To do: Quote the following lines word for word, leaving every one of them unchanged.

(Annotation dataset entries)
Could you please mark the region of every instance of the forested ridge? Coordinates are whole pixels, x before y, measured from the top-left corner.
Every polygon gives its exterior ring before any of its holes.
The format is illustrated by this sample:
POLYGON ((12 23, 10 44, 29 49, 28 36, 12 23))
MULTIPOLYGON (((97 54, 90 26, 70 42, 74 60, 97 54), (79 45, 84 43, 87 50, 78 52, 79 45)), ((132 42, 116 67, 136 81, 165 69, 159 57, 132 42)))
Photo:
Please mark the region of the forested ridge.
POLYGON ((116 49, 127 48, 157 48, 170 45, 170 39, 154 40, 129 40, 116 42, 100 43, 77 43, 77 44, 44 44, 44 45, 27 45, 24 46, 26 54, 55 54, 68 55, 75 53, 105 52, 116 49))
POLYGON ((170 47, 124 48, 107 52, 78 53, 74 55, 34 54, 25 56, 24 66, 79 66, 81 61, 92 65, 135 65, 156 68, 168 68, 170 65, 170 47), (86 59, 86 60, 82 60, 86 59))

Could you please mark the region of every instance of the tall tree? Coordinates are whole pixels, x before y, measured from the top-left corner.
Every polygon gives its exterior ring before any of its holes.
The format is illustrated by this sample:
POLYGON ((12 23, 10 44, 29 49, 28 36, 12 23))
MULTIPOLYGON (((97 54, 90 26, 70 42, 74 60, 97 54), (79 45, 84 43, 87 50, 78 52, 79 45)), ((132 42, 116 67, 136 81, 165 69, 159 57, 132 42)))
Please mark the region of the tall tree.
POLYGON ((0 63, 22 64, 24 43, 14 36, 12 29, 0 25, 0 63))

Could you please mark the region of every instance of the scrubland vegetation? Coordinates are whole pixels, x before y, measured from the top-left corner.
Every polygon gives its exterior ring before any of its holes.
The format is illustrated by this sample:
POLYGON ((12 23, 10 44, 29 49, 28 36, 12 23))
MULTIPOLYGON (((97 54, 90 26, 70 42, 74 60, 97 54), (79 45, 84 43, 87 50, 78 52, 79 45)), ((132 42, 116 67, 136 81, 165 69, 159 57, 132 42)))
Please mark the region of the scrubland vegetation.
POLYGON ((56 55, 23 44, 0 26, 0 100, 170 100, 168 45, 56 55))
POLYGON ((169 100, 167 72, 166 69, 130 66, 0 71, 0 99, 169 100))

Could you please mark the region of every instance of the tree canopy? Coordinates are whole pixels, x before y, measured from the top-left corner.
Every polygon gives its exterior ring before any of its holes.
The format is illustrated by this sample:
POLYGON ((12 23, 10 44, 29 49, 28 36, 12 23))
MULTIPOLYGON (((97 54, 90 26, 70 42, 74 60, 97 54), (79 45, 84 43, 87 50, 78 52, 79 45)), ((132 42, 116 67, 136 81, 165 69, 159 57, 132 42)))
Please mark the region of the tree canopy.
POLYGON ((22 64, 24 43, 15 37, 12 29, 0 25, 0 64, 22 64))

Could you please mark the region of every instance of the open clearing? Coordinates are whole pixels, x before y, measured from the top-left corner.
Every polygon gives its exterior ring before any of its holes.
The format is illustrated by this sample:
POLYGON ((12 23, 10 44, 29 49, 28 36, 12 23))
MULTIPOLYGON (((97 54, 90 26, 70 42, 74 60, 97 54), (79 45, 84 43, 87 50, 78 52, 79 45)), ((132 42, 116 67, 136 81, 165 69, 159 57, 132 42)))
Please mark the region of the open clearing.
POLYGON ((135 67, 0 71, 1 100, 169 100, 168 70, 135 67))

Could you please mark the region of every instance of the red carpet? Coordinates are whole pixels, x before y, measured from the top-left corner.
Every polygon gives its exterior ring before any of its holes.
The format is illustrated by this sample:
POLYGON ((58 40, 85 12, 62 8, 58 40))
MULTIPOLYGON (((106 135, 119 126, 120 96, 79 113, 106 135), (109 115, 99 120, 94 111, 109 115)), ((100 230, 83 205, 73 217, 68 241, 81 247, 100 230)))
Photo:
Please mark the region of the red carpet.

Solved exercise:
Could you please mark the region of every instance of the forested ridge? Coordinates are whole pixels, x before y, measured from the top-left corner.
Every polygon gives its exterior ring before any of its holes.
The format is illustrated by this sample:
POLYGON ((12 23, 10 44, 29 49, 28 36, 12 23))
MULTIPOLYGON (((97 54, 90 26, 70 42, 74 60, 97 54), (79 45, 84 43, 87 50, 78 52, 79 45)), ((132 42, 116 67, 136 81, 165 69, 159 57, 132 42)))
Photo:
Please mark the region of the forested ridge.
POLYGON ((116 49, 127 48, 157 48, 170 45, 170 39, 154 40, 129 40, 116 42, 100 43, 77 43, 77 44, 44 44, 44 45, 27 45, 24 46, 26 54, 55 54, 68 55, 75 53, 105 52, 116 49))
POLYGON ((170 47, 124 48, 107 52, 78 53, 74 55, 34 54, 25 56, 24 66, 79 66, 81 61, 92 65, 135 65, 156 68, 168 68, 170 65, 170 47), (86 59, 86 60, 82 60, 86 59))

Could you please mark the region of every instance of the tall tree? Coordinates are whole pixels, x before y, measured from the top-left corner.
Every polygon gives its exterior ring before any of its holes.
The format is illustrated by this sample:
POLYGON ((12 23, 10 44, 29 49, 28 36, 12 23))
MULTIPOLYGON (((97 54, 90 26, 70 42, 74 60, 97 54), (79 45, 84 43, 87 50, 78 52, 79 45)), ((132 42, 116 67, 136 81, 165 69, 159 57, 132 42)))
Please mark the region of the tall tree.
POLYGON ((0 63, 22 64, 24 43, 14 36, 12 29, 0 25, 0 63))

Could you please mark the region of every instance of the scrubland vegetation? Coordinates are whole pixels, x before y, measured from the top-left corner.
Every polygon gives its exterior ring before any of its holes.
The format is illustrated by this sample:
POLYGON ((12 23, 10 44, 29 49, 28 36, 12 23))
MULTIPOLYGON (((97 54, 90 26, 70 42, 74 60, 97 54), (79 45, 84 43, 87 50, 78 52, 79 45)), ((132 42, 116 67, 136 81, 165 69, 159 57, 132 42)))
Please mark the region of the scrubland vegetation.
POLYGON ((56 55, 23 44, 0 26, 0 100, 170 100, 168 45, 56 55))
POLYGON ((169 100, 167 72, 166 69, 130 66, 0 71, 0 99, 169 100))

Could you please mark the region of every instance of the tree canopy? Coordinates are whole pixels, x before y, measured from the top-left corner.
Every polygon gives its exterior ring before any of its holes.
The format is illustrated by this sample:
POLYGON ((12 23, 10 44, 29 49, 28 36, 12 23))
MULTIPOLYGON (((97 54, 90 26, 70 42, 74 60, 97 54), (79 45, 84 43, 87 50, 78 52, 79 45)), ((132 42, 116 67, 136 81, 165 69, 159 57, 132 42)))
Please mark the region of the tree canopy.
POLYGON ((22 64, 24 43, 15 37, 12 29, 0 25, 0 64, 22 64))

Could you please mark the region of every instance of the open clearing? Coordinates are whole pixels, x before y, measured from the top-left corner.
Every polygon gives its exterior ring before any of its holes.
The format is illustrated by this sample:
POLYGON ((12 23, 10 44, 29 49, 28 36, 12 23))
MULTIPOLYGON (((97 54, 90 26, 70 42, 74 60, 97 54), (79 45, 84 43, 87 50, 78 52, 79 45)), ((132 42, 116 67, 136 81, 165 69, 159 57, 132 42)))
Please mark the region of the open clearing.
POLYGON ((135 67, 0 71, 1 100, 169 100, 168 70, 135 67))

Could you please mark the region of every instance of the red carpet? Coordinates are whole pixels, x before y, measured from the top-left corner.
Every polygon gives its exterior ring before any of its holes.
The format is illustrated by this sample:
POLYGON ((58 40, 85 12, 62 8, 58 40))
MULTIPOLYGON (((106 135, 119 126, 120 96, 79 113, 106 135), (109 115, 99 120, 94 111, 109 115)), ((100 230, 83 205, 73 217, 68 241, 81 247, 100 230)))
Photo:
Please mark the region of the red carpet.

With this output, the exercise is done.